Rewrite the rows from the start through the line containing "[[211, 94]]", inclusive, switching "pin" to "marker" and keeping all other text the same.

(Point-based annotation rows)
---------------
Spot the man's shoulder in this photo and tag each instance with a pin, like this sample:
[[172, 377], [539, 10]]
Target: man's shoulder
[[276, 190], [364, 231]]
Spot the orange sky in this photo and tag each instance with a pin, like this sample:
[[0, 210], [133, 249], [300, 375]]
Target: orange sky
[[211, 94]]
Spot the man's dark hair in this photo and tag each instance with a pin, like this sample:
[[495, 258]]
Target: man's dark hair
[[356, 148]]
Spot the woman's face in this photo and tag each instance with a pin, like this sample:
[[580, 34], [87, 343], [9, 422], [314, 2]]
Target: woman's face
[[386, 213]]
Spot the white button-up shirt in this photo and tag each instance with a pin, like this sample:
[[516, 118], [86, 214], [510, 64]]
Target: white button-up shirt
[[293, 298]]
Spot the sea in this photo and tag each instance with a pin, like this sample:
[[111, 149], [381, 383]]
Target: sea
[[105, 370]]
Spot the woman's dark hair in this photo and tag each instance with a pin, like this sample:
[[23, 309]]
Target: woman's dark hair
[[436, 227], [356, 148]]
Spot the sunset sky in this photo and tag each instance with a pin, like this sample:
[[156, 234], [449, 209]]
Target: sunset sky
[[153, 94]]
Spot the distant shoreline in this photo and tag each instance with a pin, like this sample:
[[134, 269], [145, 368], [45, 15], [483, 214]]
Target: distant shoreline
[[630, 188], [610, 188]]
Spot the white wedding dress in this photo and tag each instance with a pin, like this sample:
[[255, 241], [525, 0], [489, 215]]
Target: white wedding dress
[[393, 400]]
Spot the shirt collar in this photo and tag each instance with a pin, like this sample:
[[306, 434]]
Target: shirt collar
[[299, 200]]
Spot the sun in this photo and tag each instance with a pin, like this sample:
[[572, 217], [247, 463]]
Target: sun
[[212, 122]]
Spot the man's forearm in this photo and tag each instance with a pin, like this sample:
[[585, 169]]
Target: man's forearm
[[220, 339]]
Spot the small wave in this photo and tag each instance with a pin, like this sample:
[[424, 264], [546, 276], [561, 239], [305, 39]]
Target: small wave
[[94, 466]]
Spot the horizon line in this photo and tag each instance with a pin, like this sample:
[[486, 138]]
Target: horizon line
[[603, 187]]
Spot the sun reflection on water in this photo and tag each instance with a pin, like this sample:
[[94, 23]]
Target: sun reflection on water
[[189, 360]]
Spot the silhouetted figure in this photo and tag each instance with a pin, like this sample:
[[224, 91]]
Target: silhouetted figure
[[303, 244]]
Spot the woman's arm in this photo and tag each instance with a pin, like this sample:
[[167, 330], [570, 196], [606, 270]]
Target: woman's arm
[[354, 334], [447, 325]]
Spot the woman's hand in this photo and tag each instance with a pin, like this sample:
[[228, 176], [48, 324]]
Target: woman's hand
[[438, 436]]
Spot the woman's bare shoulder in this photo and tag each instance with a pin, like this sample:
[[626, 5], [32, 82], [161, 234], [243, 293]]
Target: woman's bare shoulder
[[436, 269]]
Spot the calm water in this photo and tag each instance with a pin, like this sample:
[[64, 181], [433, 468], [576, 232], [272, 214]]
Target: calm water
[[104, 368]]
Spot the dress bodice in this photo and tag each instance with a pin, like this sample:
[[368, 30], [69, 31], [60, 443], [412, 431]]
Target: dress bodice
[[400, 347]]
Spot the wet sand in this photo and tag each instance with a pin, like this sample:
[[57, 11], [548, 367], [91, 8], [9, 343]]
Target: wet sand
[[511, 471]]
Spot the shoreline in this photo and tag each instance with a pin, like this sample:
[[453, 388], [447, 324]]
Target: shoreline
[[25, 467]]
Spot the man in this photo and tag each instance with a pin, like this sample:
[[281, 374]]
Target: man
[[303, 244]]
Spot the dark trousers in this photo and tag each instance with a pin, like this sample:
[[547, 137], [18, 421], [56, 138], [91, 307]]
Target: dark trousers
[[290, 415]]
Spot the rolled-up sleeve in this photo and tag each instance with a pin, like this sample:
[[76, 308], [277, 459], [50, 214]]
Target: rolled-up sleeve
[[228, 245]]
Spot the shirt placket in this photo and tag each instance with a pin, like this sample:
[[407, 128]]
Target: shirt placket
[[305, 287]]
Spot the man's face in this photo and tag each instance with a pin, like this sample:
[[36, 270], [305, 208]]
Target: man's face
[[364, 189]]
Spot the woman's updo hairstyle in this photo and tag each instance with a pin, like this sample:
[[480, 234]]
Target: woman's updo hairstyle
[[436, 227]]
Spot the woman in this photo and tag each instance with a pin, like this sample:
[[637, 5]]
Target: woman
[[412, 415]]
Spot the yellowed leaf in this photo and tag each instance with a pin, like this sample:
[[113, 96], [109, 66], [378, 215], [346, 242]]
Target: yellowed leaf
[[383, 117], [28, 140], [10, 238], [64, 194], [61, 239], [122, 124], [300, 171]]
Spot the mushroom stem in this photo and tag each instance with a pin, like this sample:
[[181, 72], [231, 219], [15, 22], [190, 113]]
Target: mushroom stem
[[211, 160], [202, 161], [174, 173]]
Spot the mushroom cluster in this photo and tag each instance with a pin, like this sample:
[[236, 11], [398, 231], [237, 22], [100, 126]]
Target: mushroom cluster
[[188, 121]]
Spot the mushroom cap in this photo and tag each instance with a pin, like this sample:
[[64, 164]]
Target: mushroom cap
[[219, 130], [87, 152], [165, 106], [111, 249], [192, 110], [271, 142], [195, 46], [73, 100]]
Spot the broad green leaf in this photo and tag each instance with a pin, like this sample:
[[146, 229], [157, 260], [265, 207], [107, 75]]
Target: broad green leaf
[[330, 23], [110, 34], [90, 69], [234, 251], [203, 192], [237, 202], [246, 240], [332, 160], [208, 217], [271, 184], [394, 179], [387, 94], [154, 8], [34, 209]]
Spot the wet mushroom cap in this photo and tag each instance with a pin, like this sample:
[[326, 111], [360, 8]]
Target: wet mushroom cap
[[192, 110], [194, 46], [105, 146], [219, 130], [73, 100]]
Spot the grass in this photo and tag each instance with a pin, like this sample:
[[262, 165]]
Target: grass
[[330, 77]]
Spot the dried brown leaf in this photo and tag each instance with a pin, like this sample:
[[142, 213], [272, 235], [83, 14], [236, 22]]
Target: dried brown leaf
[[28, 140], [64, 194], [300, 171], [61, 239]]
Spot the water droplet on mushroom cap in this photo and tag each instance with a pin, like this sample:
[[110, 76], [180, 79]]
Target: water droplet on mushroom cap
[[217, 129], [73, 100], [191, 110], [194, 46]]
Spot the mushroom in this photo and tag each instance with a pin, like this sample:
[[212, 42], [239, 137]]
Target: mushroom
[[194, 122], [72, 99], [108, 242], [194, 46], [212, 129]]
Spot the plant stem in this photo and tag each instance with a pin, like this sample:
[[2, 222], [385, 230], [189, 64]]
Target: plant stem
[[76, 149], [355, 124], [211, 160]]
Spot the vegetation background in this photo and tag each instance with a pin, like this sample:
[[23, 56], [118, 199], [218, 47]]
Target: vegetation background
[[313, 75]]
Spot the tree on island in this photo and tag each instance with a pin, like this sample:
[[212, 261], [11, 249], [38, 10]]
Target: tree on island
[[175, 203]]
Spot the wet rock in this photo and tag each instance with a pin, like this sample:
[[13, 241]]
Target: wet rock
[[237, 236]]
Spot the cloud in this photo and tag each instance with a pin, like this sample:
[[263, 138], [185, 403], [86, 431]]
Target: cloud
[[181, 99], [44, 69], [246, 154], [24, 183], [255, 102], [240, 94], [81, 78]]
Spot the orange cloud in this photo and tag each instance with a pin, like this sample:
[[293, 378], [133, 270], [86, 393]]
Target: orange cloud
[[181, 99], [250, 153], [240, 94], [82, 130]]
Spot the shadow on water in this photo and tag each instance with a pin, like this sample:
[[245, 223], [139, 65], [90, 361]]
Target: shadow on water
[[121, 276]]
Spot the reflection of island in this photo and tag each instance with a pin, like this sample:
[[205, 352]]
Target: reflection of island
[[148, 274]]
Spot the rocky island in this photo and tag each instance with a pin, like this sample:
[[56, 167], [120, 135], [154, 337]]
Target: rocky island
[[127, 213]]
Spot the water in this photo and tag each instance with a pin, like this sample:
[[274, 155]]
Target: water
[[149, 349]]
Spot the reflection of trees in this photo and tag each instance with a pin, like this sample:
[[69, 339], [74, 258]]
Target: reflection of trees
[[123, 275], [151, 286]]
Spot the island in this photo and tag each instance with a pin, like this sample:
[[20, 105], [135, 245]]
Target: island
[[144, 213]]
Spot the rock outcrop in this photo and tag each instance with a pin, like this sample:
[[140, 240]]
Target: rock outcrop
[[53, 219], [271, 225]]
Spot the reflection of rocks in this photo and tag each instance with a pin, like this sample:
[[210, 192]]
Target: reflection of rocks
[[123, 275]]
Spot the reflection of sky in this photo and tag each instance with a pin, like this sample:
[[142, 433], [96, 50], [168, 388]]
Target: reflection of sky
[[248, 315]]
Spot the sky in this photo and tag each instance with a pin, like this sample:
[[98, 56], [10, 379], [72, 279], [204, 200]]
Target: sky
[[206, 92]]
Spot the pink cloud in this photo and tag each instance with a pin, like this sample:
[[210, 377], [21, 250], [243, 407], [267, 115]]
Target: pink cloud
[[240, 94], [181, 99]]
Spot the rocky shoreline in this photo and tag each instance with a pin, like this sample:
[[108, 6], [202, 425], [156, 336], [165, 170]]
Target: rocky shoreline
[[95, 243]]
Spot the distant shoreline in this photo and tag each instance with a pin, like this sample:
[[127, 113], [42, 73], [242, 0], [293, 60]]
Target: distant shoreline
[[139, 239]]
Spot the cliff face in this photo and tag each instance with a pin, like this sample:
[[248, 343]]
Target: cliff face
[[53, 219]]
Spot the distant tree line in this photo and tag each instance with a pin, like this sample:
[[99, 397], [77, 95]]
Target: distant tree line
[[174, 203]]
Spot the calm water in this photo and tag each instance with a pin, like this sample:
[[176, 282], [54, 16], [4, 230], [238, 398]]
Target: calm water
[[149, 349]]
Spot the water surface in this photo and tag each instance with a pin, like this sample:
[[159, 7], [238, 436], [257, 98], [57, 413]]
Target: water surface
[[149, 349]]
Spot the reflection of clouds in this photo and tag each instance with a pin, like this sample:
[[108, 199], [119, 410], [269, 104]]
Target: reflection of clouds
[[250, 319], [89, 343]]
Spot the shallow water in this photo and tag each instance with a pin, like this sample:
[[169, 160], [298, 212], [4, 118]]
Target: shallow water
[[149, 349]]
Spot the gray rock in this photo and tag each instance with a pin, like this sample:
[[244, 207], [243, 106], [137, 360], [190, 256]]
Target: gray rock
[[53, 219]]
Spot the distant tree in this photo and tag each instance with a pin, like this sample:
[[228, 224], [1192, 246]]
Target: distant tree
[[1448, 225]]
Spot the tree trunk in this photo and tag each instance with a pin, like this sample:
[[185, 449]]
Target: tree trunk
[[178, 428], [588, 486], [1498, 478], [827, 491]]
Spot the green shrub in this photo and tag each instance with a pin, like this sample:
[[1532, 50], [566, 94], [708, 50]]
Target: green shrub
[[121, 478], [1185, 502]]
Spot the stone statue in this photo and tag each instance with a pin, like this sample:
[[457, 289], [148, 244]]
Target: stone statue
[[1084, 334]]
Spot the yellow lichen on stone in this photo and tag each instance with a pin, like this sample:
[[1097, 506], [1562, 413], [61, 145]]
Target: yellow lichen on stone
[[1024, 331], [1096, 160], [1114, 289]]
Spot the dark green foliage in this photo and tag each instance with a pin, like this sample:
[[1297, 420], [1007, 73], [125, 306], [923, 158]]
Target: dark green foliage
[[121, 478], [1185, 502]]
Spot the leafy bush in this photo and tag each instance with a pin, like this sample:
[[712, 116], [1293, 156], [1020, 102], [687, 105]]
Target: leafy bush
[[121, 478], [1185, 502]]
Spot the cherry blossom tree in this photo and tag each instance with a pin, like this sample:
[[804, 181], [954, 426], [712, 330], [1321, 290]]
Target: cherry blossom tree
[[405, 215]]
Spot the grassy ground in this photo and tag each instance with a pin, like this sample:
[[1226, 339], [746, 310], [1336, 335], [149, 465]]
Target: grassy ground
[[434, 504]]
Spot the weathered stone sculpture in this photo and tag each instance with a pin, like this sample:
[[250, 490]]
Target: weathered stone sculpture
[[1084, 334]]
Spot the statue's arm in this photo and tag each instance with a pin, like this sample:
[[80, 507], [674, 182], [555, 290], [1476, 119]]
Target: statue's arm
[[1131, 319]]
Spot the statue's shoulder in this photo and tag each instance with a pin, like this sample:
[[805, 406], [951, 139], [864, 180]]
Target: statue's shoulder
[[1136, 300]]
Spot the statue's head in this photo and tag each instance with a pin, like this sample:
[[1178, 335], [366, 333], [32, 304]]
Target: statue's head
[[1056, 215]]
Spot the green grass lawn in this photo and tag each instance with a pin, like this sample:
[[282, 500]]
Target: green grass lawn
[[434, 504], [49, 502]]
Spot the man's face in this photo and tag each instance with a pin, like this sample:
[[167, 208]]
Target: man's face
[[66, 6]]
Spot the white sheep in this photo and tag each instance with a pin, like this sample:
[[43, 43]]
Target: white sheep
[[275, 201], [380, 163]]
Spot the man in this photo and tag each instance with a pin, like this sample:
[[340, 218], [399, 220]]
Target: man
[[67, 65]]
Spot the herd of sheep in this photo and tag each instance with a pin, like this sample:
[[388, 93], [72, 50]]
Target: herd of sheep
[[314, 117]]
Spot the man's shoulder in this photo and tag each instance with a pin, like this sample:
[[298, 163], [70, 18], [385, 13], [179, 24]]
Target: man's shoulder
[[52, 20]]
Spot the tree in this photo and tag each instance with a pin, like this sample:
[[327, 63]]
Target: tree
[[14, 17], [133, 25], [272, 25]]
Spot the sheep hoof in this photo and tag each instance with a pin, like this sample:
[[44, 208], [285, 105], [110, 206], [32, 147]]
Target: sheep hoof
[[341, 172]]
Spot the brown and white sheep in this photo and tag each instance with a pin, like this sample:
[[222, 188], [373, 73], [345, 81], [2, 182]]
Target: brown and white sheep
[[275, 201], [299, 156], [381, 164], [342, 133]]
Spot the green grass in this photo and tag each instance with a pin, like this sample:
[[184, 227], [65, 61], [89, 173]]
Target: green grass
---------------
▶ **RESULT OF THE TASK**
Spot the man's shoulder in this photo and tag each instance with a marker, like this sample:
[[172, 377], [539, 10]]
Target: man's shoulder
[[276, 190], [364, 231]]
Spot the orange sky in this photo and tag each instance with a marker, like this sample:
[[0, 210], [133, 249], [300, 375]]
Target: orange sky
[[211, 94]]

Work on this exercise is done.